AIM:
Copy each of the rows below exactly as it appears.

DATASET ROWS:

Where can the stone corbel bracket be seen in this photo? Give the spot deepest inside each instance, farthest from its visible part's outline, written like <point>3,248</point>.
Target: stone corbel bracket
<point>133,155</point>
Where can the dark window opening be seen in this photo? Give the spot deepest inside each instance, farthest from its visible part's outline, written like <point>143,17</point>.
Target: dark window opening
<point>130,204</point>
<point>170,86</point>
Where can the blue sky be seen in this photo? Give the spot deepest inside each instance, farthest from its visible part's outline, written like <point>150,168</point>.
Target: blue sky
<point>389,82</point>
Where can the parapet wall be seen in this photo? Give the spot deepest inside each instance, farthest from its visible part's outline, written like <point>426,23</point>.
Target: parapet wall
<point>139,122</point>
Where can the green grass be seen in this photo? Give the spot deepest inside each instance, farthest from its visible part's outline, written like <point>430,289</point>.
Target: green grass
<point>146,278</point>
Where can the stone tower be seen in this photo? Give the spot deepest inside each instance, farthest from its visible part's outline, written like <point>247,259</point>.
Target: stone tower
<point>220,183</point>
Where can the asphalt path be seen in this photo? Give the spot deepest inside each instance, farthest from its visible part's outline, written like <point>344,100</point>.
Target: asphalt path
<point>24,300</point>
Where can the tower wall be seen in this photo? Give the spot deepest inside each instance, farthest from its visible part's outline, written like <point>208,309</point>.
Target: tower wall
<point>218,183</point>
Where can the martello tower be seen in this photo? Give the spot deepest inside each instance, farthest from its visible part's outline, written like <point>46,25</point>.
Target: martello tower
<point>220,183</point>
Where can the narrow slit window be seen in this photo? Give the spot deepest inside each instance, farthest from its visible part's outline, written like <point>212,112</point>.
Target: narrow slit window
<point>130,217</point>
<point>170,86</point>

RESULT OF THIS EXERCISE:
Where can the stone corbel bracket be seen in this photo? Give the spot deepest inside each instance, farthest from its visible part's outline, written like <point>3,248</point>.
Target: stone corbel bracket
<point>133,155</point>
Where can the dark window opening be seen in this photo? Give the spot deepest inside each instance, farthest from its visible part's outline, written like <point>143,17</point>.
Target: dark window opening
<point>130,204</point>
<point>170,86</point>
Where can the blue sky be seen in this photo? Give the spot deepest inside each instance, farthest from its visible part's outline, written like <point>150,168</point>.
Target: blue sky
<point>389,82</point>
Where can the parapet wall be seen in this photo? Give the spot deepest inside each instance, farthest from its visible part's outline, written like <point>426,23</point>.
Target: parapet wall
<point>139,122</point>
Where can the green grass be seen in this photo? Give the spot deepest inside each instance, farthest from its visible part's outline, written like <point>430,289</point>.
Target: green grass
<point>146,278</point>
Where can the stone tower be seen in this photo? Give the spot deepest inside each instance, farthest from its visible part's outline, written like <point>247,259</point>.
Target: stone tower
<point>220,183</point>
Where can the asphalt path be seen in this photo? Give the spot deepest inside each instance, farthest from its visible part's outline, written like <point>344,100</point>.
Target: asphalt path
<point>24,300</point>
Where can the tower wall be seen in this photo? Give the spot deepest inside each instance, farthest from its visible part's outline, written like <point>208,309</point>.
Target: tower wall
<point>218,183</point>
Where can the martello tower be seen in this photo? Give the spot deepest inside each instance, farthest from its visible part's outline, written like <point>46,25</point>.
Target: martello tower
<point>220,183</point>
Where can the narrow slit window be seen in this photo? Give the spot deepest inside each instance, farthest from its visible part's outline, written like <point>212,112</point>.
Target: narrow slit window
<point>130,217</point>
<point>170,86</point>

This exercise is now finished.